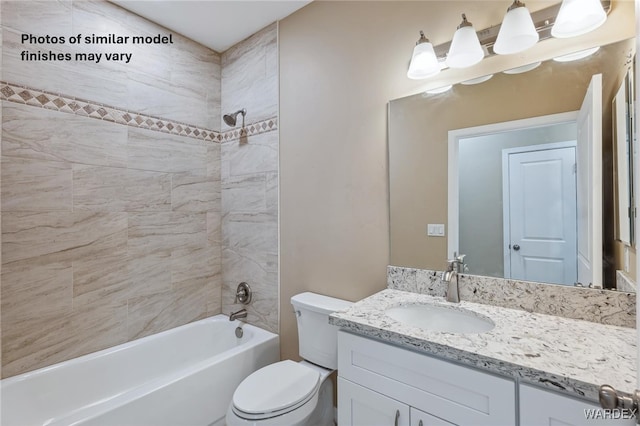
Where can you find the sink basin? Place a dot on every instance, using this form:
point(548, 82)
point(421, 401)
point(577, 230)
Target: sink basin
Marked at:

=======

WORK TO COMPLETE
Reproduce every line of the rows above word for word, leaving out the picture.

SOLVED EXERCISE
Where can you find the sink basin? Place a dot on every instance, using this form:
point(548, 82)
point(421, 401)
point(577, 230)
Target: sink basin
Marked at:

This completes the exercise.